Segment Start: EXCERPT TO READ
Marisa Cardinale and Ellen LaPointe are out to prove that scientists and activists can battle AIDS and still find love along the way.

Cardinale and LaPointe met nearly three years ago, shortly before LaPointe was offered a job at Saint Francis Memorial Hospital’s HIV research department called HIVCare in San Francisco. Cardinale was in the midst of starting up Community Research Institute on AIDS (CRIA), a community-based research organization in New York City that succeeded the now defunct Community Research Initiative. So, the duo decided to become AIDS crusaders during the week and bi-coastal lovers on the weekend.

Although their daily routines differ -- LaPointe is a researcher, Cardinale is an activist -- they are both working toward a common goal. LaPointe and Cardinale work for community-based research organizations, which seek out, study and promote experimental drugs that show signs of increasing the quality of life for people living with AIDS. They study drugs that “are ignored by the large institutions,” says the 35-year-old Cardinale. “We are here to take care of people with AIDS right now. We’re looking at what can help them today.”
Segment End: EXCERPT TO READ
Segment Start: SUPPLIED RECORDS
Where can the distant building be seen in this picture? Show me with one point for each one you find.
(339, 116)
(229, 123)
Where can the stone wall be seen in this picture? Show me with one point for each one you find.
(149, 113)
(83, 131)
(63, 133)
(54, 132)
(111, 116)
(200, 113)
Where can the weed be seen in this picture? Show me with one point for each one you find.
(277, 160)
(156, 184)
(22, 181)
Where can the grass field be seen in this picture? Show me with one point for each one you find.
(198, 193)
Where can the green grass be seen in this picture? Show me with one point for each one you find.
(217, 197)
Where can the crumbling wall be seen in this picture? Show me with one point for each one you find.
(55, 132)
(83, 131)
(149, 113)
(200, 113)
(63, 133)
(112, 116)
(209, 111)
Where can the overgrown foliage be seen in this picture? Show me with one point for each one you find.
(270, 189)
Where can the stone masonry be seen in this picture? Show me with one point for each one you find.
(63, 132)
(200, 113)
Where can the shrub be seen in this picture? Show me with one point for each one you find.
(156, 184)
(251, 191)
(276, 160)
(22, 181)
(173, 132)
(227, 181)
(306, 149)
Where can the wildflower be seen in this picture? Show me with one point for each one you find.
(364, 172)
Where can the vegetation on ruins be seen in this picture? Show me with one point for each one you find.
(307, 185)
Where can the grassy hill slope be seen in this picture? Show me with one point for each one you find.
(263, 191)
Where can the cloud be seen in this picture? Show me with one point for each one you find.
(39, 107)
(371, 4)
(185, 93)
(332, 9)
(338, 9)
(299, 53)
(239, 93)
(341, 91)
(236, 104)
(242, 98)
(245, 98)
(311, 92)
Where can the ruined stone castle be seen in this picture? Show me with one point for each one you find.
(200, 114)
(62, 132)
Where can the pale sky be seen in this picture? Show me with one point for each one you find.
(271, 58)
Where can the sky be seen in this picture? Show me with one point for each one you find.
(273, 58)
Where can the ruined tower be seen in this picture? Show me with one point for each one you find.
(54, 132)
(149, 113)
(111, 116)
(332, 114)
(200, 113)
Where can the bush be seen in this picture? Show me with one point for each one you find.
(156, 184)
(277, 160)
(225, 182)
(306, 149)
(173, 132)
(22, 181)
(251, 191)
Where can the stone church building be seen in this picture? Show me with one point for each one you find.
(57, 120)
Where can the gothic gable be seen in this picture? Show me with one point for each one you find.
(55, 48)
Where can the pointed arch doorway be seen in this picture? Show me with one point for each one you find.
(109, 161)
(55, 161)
Segment End: SUPPLIED RECORDS
### TASK INSTRUCTIONS:
Could you rewrite the passage of the article on Cardinale and LaPointe that begins at the words "Cardinale and LaPointe" and stops after "on the weekend.", putting "long-distance" in place of "bi-coastal"?

### RESPONSE AREA:
Cardinale and LaPointe met nearly three years ago, shortly before LaPointe was offered a job at Saint Francis Memorial Hospital’s HIV research department called HIVCare in San Francisco. Cardinale was in the midst of starting up Community Research Institute on AIDS (CRIA), a community-based research organization in New York City that succeeded the now defunct Community Research Initiative. So, the duo decided to become AIDS crusaders during the week and long-distance lovers on the weekend.